__APPLY WHAT YOU READ__
a – According to the Zhangjiajie travel text, who found the inspiration for the concept design of Avatar at Zhangjiajie National Forest Park?
b – Extend the Zhangjiajie travel text, picking up after its last sentence.

In May 2017 Disney opened Pandora — The World of ‘Avatar’ in one of its Florida parks. After riding the Expedition Everest roller coaster and snacking on a Mickey Mouse-shaped ice cream bar, Disney guests can wander amongst bio-luminescent plants and see the “floating” mountains of Pandora, the exoplanetary moon where the blue Na’vi people and the resource-stealing earthlings have reached an agreement for a peaceful co-existence.
While Disney’s Imagineers have designed a beautiful park, why not go to the real place that inspired the James Cameron film and its computer-generated planet? In China you’ll find an abundance of magical mountains with fantastical animal-shaped rock formations, a hanging temple that I can’t imagine anywhere but a Disney park, and islands that indeed look like they’re floating.
Even after three visits to China, I’m consistently surprised at the diversity of the landscapes in this country stereotyped as being just a series of polluted megalopolises. China’s rural areas are green and welcoming of both domestic and international tourists, and the day hiking is fantastic.
Wulingyuan Scenic Area’s Zhangjiajie National Forest Park
Steadying myself against what I hope is a very sturdy fence, I lean out over the abyss to see if I can see where the tree-topped sandstone columns rise up from the valley below me. I can’t. Though I know it’s not true, the columns do look like tall islands hovering above the misty forest floor.
I’m on a mountaintop in Hunan province, in south central China, but I almost feel like I could be on Pandora. It is here at Zhangjiajie National Forest Park that art director Steve Messing found the inspiration for the concept design of Avatar. It’s easy to see how.

Walkways take me out to the edge of cliffs and everywhere I look there are strangely shaped pillars and rocky towers, all covered in vivid green vegetation. I half expect an ikran — the feathery flying banshee dragons of the movie — to come swooping around a corner.
Just like at Disney, you can expect both magic and crowds at China’s AAAAA tourist sites (yup, all sites are rated, with the quintuple As reserved for the very best). Especially at Wulingyuan and Zhangjiajie, a UNESCO World Heritage site, the summer crowds can be jam-packed with everyone wanting photos of the 3000 columns in this unearthly landscape.

[Dataset entries]

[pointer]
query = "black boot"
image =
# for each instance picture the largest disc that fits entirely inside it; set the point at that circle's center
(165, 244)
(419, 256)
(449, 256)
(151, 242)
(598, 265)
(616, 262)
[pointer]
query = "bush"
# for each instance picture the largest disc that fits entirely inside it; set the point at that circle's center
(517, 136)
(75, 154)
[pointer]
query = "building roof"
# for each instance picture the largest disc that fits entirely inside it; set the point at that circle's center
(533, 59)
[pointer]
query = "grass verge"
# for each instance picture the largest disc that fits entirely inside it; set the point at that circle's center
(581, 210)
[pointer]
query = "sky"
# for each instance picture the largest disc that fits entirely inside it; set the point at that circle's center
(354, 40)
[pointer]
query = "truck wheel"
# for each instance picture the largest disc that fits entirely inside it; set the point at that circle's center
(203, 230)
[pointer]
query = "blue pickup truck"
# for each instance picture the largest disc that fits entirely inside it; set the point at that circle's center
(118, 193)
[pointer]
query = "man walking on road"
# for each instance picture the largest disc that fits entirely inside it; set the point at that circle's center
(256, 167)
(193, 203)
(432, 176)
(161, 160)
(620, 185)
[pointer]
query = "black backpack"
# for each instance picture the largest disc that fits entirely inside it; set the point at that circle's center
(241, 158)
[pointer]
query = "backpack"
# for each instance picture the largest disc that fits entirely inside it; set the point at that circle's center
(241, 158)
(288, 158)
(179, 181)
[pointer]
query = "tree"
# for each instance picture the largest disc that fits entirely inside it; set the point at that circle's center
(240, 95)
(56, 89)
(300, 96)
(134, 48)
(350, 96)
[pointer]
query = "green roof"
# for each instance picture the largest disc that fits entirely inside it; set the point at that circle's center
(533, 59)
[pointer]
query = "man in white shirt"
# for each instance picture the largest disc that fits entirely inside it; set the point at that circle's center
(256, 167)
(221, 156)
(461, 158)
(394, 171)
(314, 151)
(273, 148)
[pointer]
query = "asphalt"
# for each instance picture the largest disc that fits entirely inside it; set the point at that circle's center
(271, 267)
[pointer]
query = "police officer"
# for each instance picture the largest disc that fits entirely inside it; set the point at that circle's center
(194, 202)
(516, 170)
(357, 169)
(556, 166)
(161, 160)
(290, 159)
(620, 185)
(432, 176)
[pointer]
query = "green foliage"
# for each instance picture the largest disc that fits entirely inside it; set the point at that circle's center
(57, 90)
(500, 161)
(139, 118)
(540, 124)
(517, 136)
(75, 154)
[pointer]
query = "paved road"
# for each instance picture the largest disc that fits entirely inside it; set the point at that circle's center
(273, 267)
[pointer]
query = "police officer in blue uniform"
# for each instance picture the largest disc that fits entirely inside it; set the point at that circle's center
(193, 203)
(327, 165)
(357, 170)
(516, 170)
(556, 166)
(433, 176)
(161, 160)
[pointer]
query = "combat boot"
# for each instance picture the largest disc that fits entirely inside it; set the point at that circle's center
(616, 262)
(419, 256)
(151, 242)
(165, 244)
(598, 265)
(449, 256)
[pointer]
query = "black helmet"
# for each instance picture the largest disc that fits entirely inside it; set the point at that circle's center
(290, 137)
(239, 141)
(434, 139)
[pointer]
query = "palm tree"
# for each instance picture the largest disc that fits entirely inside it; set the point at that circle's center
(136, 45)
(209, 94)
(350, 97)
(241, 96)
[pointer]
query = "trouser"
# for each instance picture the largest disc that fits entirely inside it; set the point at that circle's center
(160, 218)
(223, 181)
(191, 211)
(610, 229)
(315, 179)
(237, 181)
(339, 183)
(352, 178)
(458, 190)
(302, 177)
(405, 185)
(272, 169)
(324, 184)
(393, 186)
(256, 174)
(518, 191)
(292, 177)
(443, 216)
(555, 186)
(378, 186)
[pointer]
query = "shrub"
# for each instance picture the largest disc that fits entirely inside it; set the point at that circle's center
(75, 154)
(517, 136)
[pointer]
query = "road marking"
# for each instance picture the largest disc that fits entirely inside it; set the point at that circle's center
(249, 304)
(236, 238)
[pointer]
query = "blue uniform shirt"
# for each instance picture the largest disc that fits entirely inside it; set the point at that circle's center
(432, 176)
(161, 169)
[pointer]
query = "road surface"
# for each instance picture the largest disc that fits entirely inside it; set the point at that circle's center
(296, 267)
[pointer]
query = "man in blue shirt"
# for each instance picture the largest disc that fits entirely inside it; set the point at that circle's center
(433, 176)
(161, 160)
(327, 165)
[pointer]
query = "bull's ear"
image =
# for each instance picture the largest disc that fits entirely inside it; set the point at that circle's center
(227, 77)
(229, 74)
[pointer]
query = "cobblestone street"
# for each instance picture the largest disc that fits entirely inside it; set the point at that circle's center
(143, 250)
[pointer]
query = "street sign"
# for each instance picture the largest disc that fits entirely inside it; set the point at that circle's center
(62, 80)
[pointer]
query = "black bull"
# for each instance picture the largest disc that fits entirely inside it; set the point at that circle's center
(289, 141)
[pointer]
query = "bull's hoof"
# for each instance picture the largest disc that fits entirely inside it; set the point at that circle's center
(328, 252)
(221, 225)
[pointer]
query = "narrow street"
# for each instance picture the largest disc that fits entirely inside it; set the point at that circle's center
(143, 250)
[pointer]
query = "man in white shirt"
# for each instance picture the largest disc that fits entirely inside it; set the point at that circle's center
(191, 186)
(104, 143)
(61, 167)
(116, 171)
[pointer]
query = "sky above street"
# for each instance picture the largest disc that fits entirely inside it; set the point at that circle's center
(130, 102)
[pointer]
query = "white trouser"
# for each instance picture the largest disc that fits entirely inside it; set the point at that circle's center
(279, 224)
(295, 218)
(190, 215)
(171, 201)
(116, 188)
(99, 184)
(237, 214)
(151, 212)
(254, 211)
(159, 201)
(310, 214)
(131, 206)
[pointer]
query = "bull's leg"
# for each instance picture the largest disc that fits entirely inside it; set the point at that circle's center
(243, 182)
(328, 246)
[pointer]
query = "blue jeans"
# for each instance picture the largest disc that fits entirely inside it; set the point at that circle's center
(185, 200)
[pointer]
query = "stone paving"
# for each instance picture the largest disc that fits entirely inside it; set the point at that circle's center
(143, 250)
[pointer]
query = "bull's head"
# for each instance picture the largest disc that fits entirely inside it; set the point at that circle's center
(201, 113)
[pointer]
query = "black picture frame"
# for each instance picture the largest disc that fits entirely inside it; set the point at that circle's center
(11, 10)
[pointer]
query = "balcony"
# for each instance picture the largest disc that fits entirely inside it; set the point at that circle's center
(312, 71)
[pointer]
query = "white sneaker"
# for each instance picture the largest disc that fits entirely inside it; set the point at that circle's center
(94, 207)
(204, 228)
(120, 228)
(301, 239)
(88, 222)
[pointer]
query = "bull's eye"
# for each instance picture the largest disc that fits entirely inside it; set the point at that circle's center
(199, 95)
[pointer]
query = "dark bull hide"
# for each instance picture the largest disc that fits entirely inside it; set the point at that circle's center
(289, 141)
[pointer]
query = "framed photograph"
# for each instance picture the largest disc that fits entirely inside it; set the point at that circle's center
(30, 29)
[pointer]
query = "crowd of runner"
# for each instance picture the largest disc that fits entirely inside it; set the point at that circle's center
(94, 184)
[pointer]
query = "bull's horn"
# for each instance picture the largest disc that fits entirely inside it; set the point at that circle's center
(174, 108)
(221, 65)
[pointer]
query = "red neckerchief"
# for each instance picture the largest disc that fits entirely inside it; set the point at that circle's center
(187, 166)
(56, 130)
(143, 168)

__PER-TASK OUTPUTS__
a – Art director Steve Messing.

b –
One of the most popular spots is around a model ikran. Reaching the front of the patient line, small children and grownups alike climb onto the dragon to pose, giggling, for souvenir photos. I prefer photos of the 3544-foot Southern Sky Column, now renamed the Avatar Hallelujah Mountain, over the Instagram-able ikran shots. But I can’t resist a few snaps of the tourist fun. As a foreigner, I find China’s touristy bits as fascinating as the incredible scenery.
A calligrapher carefully paints what I first assume is the name of the child raptly watching him. Upon completion, I think it’s more likely a poem or perhaps a prayer to frame for the wall. Eyes protected just with sunglasses, a woman sculpts glass figurines in the flame of what looks like a bunsen burner. Young men buy the tiny sculptures for their girlfriends, who are adorned in the latest labels despite the amount of walking they need to see the whole 11,900 acre site. Though I think they’re cheesy everywhere else in the world, I find the walkway railings covered in love locks — made on site, and all consistent in patina — charming.
In favor of selfies against the dramatic backdrop, domestic tourists ignore the turtles basking in the sun and the butterflies resting on the railings which protect those of us without wings from falling into the voids next to the floating islands. While we can only see this natural mountaintop landscape because of the infrastructure created for tourists, it somehow seems both more magical and more real than Disney.
Feet sore, at the end of the day I descend down the side of a cliff aboard the glass Bailong elevator. Named before Avatar and the flying ikran, Bailong foreseeably translates as “hundred dragons sky lift”. At 1070 feet high, it’s the tallest outdoor elevator in the world. It might not give the same Disney thrill as a backward rollercoaster through the terrain of the Yeti, but it’s still a fantastical experience.
Sanqingshan National Park
China is full of such experiences. There’s a surprising number of day hikes through spectacular mountains strewn across the country. The toothy karst landscapes of Hunan, Fujian, and Jiangxi provinces provide some of the most awe-inspiring scenery.

My favourite is in Jiangxi province at another UNESCO site. The immense Sanqingshan National Park, a cable car ride above the city of Shangrao, can be seen in one day if you have the stamina to climb up and down its thousands of steps at a quick pace. But it’s better to take two days to fully explore the miles of stone walkways twisting around the area’s 48 peaks and 89 pillars of granite poking out from the verdant green trees.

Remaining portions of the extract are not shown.